## [Problem]
Below is a set of records. Repeat all of them exactly.

## [Data entries]
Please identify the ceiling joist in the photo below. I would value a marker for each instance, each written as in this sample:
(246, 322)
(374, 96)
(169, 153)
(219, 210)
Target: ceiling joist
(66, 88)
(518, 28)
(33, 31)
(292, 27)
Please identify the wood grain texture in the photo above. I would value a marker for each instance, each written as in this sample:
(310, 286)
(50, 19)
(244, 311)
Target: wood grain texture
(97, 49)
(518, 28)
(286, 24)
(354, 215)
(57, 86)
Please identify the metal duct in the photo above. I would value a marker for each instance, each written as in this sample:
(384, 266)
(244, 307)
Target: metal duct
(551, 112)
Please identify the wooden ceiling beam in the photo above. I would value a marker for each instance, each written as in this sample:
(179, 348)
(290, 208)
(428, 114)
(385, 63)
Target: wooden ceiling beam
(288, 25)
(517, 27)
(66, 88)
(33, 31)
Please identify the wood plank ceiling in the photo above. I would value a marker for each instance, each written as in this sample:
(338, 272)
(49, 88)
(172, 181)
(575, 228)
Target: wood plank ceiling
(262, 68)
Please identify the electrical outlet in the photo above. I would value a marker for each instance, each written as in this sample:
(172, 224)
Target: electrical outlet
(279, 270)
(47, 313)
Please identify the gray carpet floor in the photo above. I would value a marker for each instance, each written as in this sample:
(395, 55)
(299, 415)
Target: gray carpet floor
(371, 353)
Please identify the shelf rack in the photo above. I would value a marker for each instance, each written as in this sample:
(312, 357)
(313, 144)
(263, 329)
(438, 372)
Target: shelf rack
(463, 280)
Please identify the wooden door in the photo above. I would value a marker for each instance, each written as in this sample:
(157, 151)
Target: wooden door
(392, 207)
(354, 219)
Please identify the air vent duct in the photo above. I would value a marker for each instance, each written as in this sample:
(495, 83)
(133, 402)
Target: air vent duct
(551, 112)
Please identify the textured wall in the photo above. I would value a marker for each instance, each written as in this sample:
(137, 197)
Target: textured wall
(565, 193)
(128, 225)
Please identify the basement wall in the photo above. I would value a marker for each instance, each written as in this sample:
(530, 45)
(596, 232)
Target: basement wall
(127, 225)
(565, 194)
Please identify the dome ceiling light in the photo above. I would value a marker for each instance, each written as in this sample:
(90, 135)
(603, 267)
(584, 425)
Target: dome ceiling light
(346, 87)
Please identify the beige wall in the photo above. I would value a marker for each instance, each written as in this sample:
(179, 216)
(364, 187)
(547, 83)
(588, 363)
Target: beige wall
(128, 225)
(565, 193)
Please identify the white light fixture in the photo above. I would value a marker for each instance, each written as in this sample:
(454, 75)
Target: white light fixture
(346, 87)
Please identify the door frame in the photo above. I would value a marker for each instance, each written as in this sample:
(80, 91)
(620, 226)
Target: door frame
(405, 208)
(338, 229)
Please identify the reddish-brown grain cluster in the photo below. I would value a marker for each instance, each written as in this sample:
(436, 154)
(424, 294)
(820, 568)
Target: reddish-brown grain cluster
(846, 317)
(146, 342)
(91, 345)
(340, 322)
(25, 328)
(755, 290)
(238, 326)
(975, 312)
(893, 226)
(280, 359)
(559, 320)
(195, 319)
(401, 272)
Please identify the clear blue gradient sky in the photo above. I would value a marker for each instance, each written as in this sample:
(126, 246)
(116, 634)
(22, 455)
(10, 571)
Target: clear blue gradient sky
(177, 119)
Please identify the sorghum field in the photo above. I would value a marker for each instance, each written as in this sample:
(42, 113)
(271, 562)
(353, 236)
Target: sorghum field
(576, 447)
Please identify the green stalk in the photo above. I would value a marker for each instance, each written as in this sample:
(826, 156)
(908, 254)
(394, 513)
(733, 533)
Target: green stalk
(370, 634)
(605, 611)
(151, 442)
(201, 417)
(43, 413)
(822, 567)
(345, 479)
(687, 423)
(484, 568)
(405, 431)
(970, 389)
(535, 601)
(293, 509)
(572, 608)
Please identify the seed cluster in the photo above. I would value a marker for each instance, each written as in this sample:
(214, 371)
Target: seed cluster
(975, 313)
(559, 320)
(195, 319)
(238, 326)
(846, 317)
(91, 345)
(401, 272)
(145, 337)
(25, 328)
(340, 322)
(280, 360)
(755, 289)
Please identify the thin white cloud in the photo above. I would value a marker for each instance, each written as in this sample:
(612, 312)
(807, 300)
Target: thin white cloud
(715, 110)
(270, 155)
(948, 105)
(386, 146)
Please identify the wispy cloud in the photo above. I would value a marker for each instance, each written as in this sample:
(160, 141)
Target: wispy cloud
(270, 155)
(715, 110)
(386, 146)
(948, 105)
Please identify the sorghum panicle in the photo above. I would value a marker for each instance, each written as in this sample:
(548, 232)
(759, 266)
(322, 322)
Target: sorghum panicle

## [Task output]
Please identify the ceiling joist in the photo below. I would value a marker for each instance, each written as in this sample:
(246, 322)
(374, 96)
(169, 153)
(219, 210)
Target: ceiling joist
(66, 88)
(518, 28)
(33, 31)
(292, 27)
Please identify the wood grain texture in the photo above. I would value a marker for each instance, each written as in this sample:
(310, 286)
(50, 19)
(244, 311)
Target: wood grain texture
(97, 49)
(518, 28)
(286, 24)
(354, 215)
(57, 86)
Please identify the metal duct in the photo above. I would value a marker for each instance, each written as in this sample:
(384, 266)
(244, 307)
Target: metal duct
(551, 112)
Please identify the wooden ceiling beam in the photo above. I would value a marker for each instance, each written as in this sample:
(179, 348)
(290, 208)
(428, 114)
(385, 63)
Target: wooden ceiling beam
(288, 25)
(517, 27)
(66, 88)
(33, 31)
Please identify the wood plank ceiling in the photo above. I would value a marker for each instance, each written as in this sample:
(338, 272)
(49, 88)
(172, 181)
(575, 228)
Target: wood plank ceiling
(262, 68)
Please identify the electrical outlet in the photo above. I would value a marker for each instance, each written as in this sample:
(172, 224)
Target: electrical outlet
(279, 270)
(47, 313)
Please identify the gray carpet floor in the photo above. I would value a marker for each instance, each written as in this sample:
(395, 55)
(299, 415)
Target: gray carpet floor
(371, 353)
Please identify the shelf rack in the photo above. I would value a marker for each instance, each written as in this sample:
(312, 357)
(313, 144)
(263, 329)
(438, 372)
Target: shelf rack
(463, 280)
Please identify the wooden door in the photo above. I would value a marker for each instance, each written as in this sample:
(157, 151)
Target: wooden door
(392, 207)
(354, 219)
Please identify the air vent duct in the photo above. I would value a marker for each instance, each written as in this sample:
(495, 83)
(133, 402)
Target: air vent duct
(551, 112)
Please identify the textured wall in the photo above. I would value a marker for each instance, each written as in this sample:
(137, 197)
Target: textured wall
(565, 193)
(128, 225)
Please identify the basement wall in the photo above. I would value a marker for each instance, each written as in this sample:
(530, 45)
(596, 232)
Target: basement wall
(127, 225)
(565, 194)
Please identify the dome ceiling light in the photo above. I would value a marker for each instance, each written as in this sample:
(90, 135)
(603, 267)
(584, 425)
Target: dome ceiling light
(346, 87)
Please identify the beige wall in the photo above. I would value a marker for each instance, each written as in this sample:
(179, 216)
(364, 187)
(547, 83)
(588, 363)
Target: beige wall
(128, 225)
(565, 193)
Please identify the white light fixture in the photo above. I would value a marker for each instance, each written as in this sample:
(454, 75)
Target: white light fixture
(346, 87)
Please identify the door frame in the photo above. I would value a marker for each instance, each written as in this sample:
(80, 91)
(620, 226)
Target: door frame
(405, 208)
(338, 229)
Please identify the reddish-brown grain cluster in the photo below. I would value a marker for each instance, each written as in this sample:
(436, 154)
(424, 294)
(820, 568)
Target: reddish-brown grain cluster
(846, 317)
(146, 342)
(91, 345)
(340, 322)
(25, 328)
(755, 290)
(238, 326)
(975, 312)
(893, 226)
(280, 359)
(559, 320)
(195, 319)
(401, 272)
Please identify the clear blue gradient sky in the photo above. I would value a marker for each instance, each written as in this sample:
(126, 246)
(116, 634)
(22, 455)
(10, 571)
Target: clear blue gradient sky
(177, 119)
Please identify the sorghum field in the photo above. I would value a marker for each instance, each written as in this sample:
(42, 113)
(271, 562)
(353, 236)
Target: sorghum field
(576, 447)
Please identify the green stalk in the photo above. I would value a marker for each instance, each written as in this sample:
(826, 156)
(908, 254)
(394, 513)
(733, 533)
Target: green stalk
(370, 634)
(605, 611)
(151, 442)
(201, 417)
(43, 413)
(822, 567)
(345, 479)
(687, 423)
(484, 568)
(405, 431)
(970, 389)
(535, 601)
(293, 509)
(572, 608)
Please identify the seed cluster in the photo above. I would value a marker for each instance, each written as in this sample:
(214, 371)
Target: seed cluster
(975, 313)
(559, 320)
(195, 319)
(238, 326)
(846, 317)
(91, 345)
(401, 272)
(145, 337)
(25, 328)
(340, 322)
(280, 360)
(755, 289)
Please identify the thin white cloud in the photo above. I would value a marker for each instance, each written as in this sample:
(612, 312)
(807, 300)
Target: thin white cloud
(715, 110)
(270, 155)
(948, 105)
(386, 146)
Please identify the wispy cloud in the photo above. I would value a marker for each instance, each written as in this sample:
(160, 141)
Target: wispy cloud
(270, 155)
(715, 110)
(386, 146)
(948, 105)
Please identify the sorghum panicle in the photo above. I would value a marker for each instance, each written as in this sample:
(548, 232)
(759, 266)
(322, 322)
Target: sorghum panicle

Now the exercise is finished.